Check every line of the records below for the string "ship", then report only how many lines have it.

╭─ Records for processing

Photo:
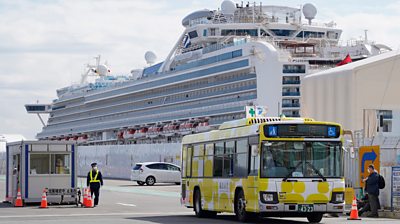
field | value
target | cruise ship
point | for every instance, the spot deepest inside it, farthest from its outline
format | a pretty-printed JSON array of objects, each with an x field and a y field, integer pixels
[{"x": 239, "y": 55}]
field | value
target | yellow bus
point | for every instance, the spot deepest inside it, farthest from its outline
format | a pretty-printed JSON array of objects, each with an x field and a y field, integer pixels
[{"x": 271, "y": 167}]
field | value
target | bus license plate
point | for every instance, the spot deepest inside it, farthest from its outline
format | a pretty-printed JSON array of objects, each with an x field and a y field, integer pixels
[{"x": 305, "y": 208}]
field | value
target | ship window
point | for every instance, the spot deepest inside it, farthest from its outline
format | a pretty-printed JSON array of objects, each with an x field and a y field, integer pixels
[
  {"x": 193, "y": 34},
  {"x": 279, "y": 32},
  {"x": 294, "y": 69},
  {"x": 212, "y": 31},
  {"x": 204, "y": 33},
  {"x": 311, "y": 34}
]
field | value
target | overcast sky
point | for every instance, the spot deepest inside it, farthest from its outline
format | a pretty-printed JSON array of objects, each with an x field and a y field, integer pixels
[{"x": 44, "y": 44}]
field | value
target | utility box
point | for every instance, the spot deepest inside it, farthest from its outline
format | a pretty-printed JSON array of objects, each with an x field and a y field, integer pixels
[{"x": 32, "y": 166}]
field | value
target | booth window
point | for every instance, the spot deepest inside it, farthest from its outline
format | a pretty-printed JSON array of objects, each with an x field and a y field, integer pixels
[
  {"x": 49, "y": 163},
  {"x": 39, "y": 163},
  {"x": 60, "y": 163}
]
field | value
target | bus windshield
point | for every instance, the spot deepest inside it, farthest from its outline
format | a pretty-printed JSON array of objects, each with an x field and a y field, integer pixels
[{"x": 314, "y": 159}]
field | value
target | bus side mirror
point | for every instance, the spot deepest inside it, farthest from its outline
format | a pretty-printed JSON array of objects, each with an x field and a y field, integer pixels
[{"x": 254, "y": 150}]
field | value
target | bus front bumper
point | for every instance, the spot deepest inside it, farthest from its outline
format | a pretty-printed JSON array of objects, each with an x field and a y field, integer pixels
[{"x": 296, "y": 208}]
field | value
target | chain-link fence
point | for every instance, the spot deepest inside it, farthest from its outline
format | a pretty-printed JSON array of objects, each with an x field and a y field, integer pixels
[{"x": 389, "y": 157}]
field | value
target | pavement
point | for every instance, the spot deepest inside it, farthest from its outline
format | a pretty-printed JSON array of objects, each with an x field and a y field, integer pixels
[{"x": 125, "y": 202}]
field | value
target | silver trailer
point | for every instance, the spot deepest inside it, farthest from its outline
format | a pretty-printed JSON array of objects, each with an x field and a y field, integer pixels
[{"x": 33, "y": 166}]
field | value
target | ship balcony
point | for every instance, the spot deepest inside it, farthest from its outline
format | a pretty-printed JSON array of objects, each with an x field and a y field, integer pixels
[
  {"x": 291, "y": 94},
  {"x": 289, "y": 105},
  {"x": 291, "y": 82}
]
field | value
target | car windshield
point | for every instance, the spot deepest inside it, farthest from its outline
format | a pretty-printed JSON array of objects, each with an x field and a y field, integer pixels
[
  {"x": 137, "y": 167},
  {"x": 302, "y": 159}
]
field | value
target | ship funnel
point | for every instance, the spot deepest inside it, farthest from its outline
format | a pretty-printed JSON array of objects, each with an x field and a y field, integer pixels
[
  {"x": 150, "y": 57},
  {"x": 309, "y": 11}
]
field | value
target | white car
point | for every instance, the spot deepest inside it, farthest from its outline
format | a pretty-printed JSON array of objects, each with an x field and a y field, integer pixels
[{"x": 156, "y": 172}]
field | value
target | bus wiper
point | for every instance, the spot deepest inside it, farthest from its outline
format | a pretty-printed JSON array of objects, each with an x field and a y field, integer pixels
[
  {"x": 316, "y": 171},
  {"x": 292, "y": 170}
]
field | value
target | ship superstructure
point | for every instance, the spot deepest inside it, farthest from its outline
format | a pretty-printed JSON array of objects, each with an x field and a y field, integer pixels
[{"x": 226, "y": 59}]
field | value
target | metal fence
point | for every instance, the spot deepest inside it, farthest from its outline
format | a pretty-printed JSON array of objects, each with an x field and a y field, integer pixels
[
  {"x": 389, "y": 157},
  {"x": 2, "y": 163}
]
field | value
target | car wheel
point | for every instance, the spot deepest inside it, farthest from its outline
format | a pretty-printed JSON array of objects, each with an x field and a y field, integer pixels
[
  {"x": 150, "y": 181},
  {"x": 315, "y": 218}
]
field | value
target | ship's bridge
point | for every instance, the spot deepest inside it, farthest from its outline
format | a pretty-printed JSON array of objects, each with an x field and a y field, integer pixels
[{"x": 38, "y": 108}]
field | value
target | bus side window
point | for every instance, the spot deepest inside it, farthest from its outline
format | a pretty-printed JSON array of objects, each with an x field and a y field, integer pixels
[
  {"x": 254, "y": 160},
  {"x": 254, "y": 156},
  {"x": 189, "y": 156}
]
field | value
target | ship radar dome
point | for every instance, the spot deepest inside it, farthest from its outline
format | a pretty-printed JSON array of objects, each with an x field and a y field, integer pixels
[
  {"x": 102, "y": 70},
  {"x": 150, "y": 57},
  {"x": 309, "y": 11},
  {"x": 228, "y": 7}
]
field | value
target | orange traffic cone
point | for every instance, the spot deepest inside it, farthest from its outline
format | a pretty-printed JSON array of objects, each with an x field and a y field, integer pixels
[
  {"x": 18, "y": 201},
  {"x": 89, "y": 202},
  {"x": 43, "y": 204},
  {"x": 354, "y": 210},
  {"x": 84, "y": 197}
]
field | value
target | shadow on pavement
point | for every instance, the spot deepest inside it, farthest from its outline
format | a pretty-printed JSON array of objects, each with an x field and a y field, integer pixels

╰─

## Response for this exercise
7